Há 40 anos morria em São Paulo o jornalista Julio de Mesquita Filho. Ele dirigiu o jornal O Estado de S. Paulo, à frente da Redação, definindo a sua linha editorial, entre 1927 e 1969. Nesse período, o Estado se consolidou como empresa jornalística, tornando-se o mais importante veículo de mídia impressa na América Latina e conquistando respeito internacional. Avançou tanto em relação ao que se produzia no País que, segundo Claudio Abramo, em seu livro de memórias A Regra do Jogo, ficou sem concorrentes à sua altura. ‘O Estado era absoluto. Não havia nada que chegasse perto’, escreveu o jornalista, que foi secretário de Redação do jornal.
Mesquita Filho cuidava da parte editorial, enquanto seu irmão Francisco Mesquita conduzia as áreas de negócios e administração. Constituíam uma dupla afinada e inseparável. Francisco também morreu em 1969, no mês de novembro, quatro meses após o irmão.
Apesar do grande avanço registrado pelo Estado, em termos editoriais e empresariais, enquanto esteve sob a batuta de Mesquita Filho, qualquer tentativa de traçar seu perfil tendo como foco principal o jornalismo tende a ser rasa, incompleta. Revendo tudo que já se escreveu a seu respeito e também os textos autobiográficos que deixou, o que chama a atenção é o fato de jamais ter dissociado jornalismo e militância política.
Seu filho Ruy Mesquita, atual diretor de Opinião do jornal, tem uma visão mais radical a respeito da questão. Para ele, o jornalismo foi uma simples decorrência do interesse do pai por uma questão maior. Uma questão chamada Brasil.
O dramaturgo Nelson Rodrigues, que manteve uma coluna no Jornal da Tarde nos anos 60, manifestou opinião semelhante em crônica publicada três dias após a morte do diretor do Estado. ‘Se me perguntarem qual a sua grande ou, melhor, a sua única paixão, eu diria: o Brasil. Só viveu para o Brasil, só pensou no Brasil’, escreveu o autor de Vestido de Noiva.

###

Transcreva do texto sobre Julio de Mesquita Filho o trecho que vai de "Mesquita Filho cuidava" a "e militância política.".

**Dados disponíveis**
###

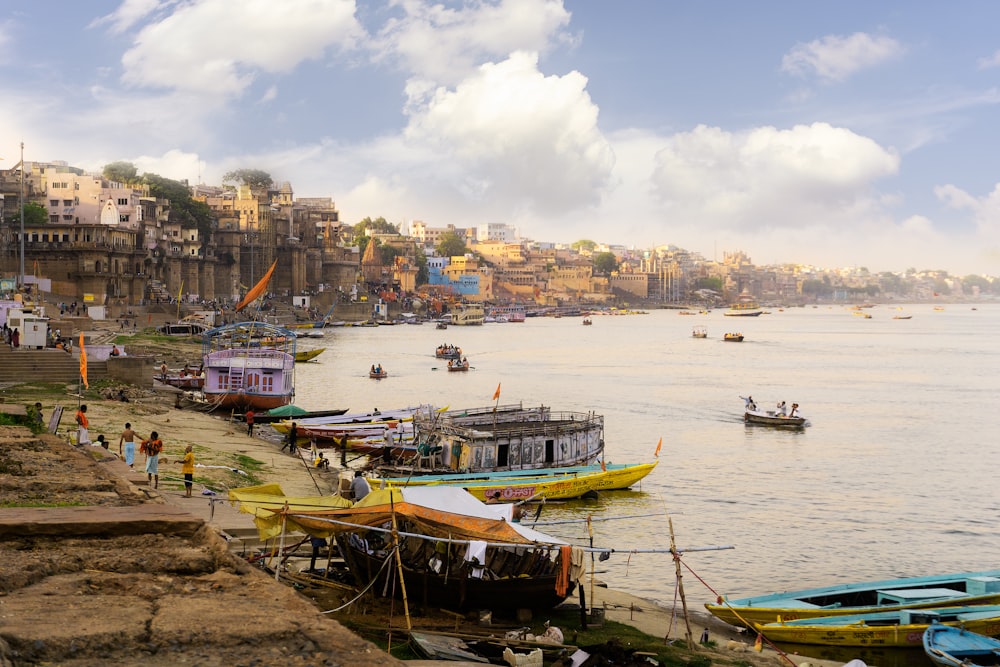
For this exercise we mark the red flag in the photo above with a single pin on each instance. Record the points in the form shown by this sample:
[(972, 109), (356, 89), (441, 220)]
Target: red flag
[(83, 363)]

###

**Resposta do exercício**
Mesquita Filho cuidava da parte editorial, enquanto seu irmão Francisco Mesquita conduzia as áreas de negócios e administração. Constituíam uma dupla afinada e inseparável. Francisco também morreu em 1969, no mês de novembro, quatro meses após o irmão.
Apesar do grande avanço registrado pelo Estado, em termos editoriais e empresariais, enquanto esteve sob a batuta de Mesquita Filho, qualquer tentativa de traçar seu perfil tendo como foco principal o jornalismo tende a ser rasa, incompleta. Revendo tudo que já se escreveu a seu respeito e também os textos autobiográficos que deixou, o que chama a atenção é o fato de jamais ter dissociado jornalismo e militância política.